* _Directions_
Rewrite everything from the row containing "Batch job #47 — class: microphone" down to the row containing "558;226;584;277", replacing "microphone stand" with "mic stand" and keeping everything else unchanged.

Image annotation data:
************

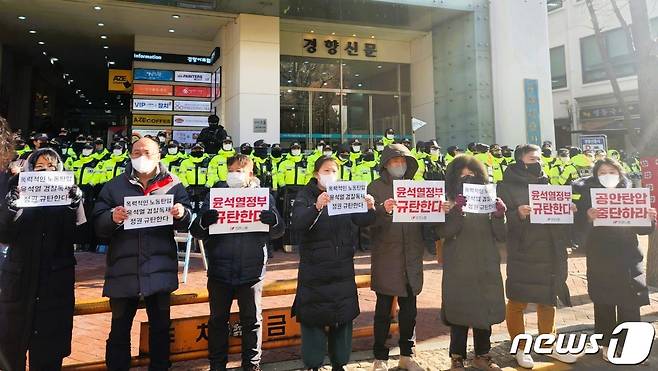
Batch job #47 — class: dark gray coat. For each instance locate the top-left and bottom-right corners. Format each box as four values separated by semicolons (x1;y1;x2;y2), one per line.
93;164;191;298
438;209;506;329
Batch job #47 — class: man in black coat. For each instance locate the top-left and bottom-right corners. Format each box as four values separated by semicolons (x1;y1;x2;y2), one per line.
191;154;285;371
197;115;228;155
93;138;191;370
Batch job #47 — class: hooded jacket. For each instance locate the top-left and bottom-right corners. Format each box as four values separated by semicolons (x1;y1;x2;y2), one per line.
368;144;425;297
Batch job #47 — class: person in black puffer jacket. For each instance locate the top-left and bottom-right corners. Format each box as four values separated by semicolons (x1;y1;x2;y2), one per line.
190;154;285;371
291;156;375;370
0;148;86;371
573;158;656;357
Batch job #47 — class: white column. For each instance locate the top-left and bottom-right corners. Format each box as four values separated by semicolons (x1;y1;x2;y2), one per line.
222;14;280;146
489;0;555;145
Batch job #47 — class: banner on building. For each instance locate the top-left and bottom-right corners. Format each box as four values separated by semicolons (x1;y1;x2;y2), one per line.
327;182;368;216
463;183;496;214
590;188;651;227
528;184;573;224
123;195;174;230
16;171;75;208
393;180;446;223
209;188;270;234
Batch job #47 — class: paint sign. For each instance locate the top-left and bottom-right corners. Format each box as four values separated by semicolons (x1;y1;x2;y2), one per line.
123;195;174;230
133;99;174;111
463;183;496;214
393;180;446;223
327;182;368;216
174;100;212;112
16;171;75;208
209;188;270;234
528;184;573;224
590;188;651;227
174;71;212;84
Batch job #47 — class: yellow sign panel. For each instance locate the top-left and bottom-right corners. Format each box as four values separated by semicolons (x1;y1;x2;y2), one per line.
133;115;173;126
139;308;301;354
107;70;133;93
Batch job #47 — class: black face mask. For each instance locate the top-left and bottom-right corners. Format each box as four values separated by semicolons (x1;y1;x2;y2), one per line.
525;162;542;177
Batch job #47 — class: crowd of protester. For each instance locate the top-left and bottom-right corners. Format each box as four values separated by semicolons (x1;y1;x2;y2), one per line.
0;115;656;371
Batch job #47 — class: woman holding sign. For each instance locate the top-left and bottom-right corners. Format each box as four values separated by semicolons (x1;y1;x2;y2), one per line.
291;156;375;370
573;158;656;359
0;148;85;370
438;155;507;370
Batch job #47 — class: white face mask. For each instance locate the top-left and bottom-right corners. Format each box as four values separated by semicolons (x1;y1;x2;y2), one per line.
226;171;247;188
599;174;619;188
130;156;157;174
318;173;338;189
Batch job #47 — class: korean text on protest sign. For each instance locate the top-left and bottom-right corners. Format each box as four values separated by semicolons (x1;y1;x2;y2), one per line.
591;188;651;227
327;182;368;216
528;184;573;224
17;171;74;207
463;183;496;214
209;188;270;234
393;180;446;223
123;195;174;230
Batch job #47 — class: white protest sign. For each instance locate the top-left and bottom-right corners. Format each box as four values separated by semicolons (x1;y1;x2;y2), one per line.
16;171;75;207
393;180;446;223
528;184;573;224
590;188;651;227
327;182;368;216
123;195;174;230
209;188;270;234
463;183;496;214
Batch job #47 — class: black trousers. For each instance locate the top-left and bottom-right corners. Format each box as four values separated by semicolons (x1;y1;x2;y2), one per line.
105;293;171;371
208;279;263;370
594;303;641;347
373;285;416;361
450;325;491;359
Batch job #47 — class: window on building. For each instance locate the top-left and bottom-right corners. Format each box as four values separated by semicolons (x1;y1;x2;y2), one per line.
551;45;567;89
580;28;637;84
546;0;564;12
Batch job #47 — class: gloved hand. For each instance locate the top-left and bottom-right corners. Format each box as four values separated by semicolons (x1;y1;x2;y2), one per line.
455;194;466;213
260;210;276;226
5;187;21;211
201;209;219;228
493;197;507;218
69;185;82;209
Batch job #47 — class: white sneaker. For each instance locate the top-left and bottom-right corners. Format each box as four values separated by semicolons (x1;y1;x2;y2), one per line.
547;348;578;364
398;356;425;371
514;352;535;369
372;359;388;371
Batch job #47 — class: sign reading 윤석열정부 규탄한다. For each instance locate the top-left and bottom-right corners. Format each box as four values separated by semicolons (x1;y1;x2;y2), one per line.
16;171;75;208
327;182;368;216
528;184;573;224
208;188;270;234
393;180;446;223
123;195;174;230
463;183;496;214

************

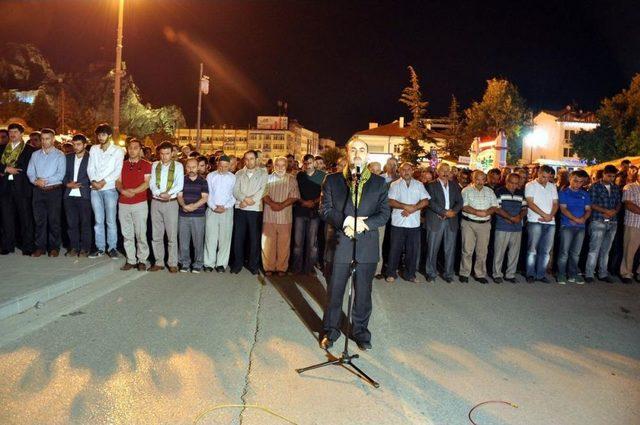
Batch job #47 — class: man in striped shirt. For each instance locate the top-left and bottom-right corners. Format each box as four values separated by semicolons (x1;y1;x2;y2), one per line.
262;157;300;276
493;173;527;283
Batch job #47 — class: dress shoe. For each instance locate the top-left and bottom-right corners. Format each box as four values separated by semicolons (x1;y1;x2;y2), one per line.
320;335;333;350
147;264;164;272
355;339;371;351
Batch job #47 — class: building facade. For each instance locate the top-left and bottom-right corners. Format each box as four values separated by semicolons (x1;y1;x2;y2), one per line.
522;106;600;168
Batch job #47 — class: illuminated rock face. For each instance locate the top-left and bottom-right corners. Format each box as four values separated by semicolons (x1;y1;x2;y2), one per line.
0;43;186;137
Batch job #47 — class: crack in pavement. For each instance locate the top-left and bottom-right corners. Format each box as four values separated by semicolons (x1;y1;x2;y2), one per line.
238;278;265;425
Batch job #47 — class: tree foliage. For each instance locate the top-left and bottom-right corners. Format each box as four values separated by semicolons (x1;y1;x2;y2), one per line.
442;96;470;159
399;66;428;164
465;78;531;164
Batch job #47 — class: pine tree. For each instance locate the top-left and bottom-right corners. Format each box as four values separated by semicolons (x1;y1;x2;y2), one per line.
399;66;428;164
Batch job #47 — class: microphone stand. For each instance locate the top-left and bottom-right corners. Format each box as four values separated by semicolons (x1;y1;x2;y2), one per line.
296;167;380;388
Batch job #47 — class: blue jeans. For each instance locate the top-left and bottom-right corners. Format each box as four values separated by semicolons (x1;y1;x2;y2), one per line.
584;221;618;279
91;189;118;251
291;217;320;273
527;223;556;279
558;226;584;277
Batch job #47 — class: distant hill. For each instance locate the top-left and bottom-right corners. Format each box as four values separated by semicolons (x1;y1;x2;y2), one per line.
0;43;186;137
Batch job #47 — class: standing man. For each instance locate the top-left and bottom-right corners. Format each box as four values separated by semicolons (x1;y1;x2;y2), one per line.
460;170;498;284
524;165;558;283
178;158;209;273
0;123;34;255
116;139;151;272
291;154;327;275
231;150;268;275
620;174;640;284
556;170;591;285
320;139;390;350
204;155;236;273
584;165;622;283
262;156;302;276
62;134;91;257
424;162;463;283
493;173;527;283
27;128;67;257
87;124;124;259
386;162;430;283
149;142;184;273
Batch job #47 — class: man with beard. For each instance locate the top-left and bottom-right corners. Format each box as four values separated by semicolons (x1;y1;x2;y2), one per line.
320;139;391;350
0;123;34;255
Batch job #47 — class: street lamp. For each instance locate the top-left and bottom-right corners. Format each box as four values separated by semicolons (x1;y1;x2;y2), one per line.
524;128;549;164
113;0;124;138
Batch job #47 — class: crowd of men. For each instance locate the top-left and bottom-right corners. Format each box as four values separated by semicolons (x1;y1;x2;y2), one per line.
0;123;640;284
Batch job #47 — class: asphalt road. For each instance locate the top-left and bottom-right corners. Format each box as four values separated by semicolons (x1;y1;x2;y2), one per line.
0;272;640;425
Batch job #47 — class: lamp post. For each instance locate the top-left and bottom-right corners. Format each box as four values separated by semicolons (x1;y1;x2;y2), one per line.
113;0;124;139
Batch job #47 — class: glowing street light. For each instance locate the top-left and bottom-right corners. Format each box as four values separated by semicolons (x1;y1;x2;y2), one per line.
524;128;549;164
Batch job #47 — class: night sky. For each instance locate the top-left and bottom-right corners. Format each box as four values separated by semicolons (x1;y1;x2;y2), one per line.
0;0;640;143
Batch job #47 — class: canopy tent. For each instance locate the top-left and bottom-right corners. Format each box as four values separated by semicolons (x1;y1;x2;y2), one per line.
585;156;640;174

************

* _The output_
Batch job #47 — class: mic stand. For each instance locate the top-left and bottom-right corners. Format each box as four values separated by semicolons (x1;y1;x2;y2), one per line.
296;167;380;388
Batch job #47 — class: blue jeans. For each instance locate the top-left and bottom-right corners. Format each box as four values separated by semicolons (x1;y1;x2;y2), one per line.
584;221;618;279
91;189;118;251
291;217;320;273
527;223;556;279
558;226;584;277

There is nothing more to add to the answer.